» Task requirements
Collect every line of the material below that contains the string "jacket" and copy each such line in full.

» Excerpted data
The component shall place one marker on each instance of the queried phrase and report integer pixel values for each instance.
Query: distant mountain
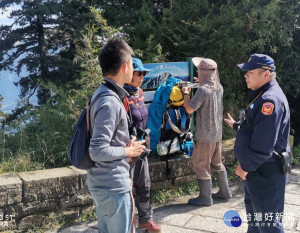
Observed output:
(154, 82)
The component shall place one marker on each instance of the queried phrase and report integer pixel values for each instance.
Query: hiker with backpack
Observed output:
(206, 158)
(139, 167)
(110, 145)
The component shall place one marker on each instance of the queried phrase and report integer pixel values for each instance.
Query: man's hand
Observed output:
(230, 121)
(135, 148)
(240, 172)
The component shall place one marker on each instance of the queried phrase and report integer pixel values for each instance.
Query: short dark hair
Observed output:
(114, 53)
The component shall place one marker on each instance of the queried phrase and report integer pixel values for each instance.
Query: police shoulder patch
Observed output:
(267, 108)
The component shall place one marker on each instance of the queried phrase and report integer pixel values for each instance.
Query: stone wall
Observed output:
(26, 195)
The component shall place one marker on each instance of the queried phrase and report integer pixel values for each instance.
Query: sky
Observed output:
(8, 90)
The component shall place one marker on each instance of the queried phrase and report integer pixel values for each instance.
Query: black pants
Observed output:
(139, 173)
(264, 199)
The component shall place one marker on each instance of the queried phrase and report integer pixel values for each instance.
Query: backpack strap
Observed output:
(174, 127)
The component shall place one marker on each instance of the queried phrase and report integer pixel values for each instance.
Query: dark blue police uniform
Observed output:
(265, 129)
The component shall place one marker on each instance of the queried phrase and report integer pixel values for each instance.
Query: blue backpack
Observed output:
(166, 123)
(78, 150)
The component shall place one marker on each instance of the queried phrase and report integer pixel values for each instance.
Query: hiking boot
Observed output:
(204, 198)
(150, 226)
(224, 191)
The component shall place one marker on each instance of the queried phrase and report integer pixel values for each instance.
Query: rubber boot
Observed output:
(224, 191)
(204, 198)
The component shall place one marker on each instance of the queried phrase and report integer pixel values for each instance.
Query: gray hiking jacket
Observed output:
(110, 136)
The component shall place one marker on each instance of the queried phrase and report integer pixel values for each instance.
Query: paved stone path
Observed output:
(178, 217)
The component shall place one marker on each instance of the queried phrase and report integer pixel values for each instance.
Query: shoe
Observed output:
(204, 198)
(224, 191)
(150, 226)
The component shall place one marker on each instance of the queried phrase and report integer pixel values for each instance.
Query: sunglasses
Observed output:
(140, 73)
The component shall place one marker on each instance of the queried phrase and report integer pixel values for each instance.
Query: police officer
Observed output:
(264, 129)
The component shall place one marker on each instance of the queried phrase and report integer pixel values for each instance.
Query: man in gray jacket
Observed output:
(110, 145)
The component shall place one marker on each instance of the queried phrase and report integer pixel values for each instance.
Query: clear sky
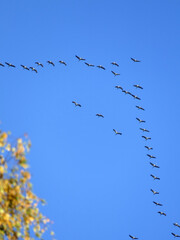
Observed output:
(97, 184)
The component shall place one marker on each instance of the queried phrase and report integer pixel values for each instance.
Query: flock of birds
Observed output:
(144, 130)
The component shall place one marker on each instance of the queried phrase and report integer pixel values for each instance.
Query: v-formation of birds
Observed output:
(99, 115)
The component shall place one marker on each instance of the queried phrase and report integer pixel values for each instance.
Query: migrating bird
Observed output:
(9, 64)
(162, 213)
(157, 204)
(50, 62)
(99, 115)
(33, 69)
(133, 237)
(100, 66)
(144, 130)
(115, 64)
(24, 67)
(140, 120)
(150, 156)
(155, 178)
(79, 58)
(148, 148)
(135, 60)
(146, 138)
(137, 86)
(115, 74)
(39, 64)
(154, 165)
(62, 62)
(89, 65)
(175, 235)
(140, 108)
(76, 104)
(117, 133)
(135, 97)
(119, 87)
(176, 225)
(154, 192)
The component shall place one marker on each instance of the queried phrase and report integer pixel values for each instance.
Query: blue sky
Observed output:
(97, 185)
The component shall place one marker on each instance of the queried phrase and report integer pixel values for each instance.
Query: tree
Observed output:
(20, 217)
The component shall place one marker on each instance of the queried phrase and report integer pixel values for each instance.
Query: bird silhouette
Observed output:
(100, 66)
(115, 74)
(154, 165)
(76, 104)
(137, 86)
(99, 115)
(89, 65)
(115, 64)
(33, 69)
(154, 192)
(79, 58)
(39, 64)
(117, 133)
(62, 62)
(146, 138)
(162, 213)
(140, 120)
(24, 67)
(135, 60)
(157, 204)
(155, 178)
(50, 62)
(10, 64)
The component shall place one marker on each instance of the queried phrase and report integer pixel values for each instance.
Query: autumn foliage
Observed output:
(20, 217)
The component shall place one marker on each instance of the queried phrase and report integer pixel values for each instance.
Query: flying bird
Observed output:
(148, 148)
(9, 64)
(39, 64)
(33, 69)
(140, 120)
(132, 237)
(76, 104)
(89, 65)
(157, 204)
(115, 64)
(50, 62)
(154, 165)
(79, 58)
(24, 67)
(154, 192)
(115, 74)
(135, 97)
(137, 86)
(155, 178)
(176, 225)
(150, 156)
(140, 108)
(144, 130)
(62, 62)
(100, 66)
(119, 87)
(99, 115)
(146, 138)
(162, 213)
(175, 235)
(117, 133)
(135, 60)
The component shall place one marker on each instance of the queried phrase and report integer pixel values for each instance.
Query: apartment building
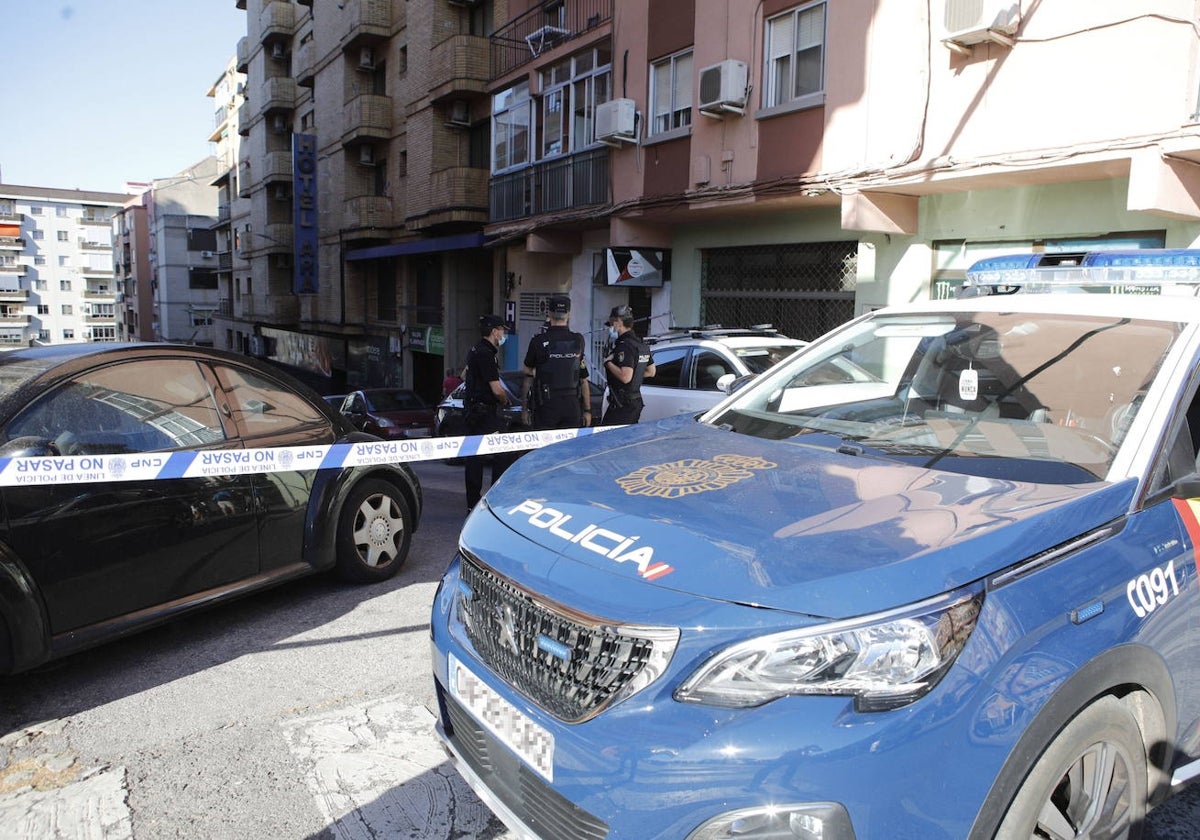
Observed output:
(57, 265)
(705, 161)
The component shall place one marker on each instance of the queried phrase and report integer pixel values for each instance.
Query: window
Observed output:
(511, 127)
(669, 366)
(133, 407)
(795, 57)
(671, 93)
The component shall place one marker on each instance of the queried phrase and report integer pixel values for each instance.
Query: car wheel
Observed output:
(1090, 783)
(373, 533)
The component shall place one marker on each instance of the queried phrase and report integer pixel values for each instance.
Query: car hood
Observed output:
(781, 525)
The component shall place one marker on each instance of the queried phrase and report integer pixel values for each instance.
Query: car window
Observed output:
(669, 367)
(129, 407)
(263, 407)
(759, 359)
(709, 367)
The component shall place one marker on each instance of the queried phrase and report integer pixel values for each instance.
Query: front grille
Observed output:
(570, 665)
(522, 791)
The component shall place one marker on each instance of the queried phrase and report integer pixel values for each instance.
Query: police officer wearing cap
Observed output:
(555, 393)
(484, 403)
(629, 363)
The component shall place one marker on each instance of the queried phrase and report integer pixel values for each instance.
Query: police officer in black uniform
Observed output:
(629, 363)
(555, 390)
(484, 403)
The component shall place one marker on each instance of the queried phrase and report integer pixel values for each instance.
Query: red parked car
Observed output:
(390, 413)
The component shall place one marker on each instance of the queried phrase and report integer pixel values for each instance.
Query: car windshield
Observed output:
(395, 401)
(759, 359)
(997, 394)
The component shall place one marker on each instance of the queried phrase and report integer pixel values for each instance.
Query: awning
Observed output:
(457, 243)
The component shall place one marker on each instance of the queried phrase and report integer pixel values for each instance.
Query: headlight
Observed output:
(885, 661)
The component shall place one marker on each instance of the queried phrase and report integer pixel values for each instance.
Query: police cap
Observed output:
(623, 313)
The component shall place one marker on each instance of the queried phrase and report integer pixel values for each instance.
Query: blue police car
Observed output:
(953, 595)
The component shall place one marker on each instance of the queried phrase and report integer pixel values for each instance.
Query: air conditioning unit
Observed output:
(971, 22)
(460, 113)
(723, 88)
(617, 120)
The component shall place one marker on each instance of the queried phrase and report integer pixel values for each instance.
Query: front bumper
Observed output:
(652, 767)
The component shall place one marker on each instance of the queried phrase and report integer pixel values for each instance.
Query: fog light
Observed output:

» Output below
Query: gray hiking jacket
Query: man in gray jacket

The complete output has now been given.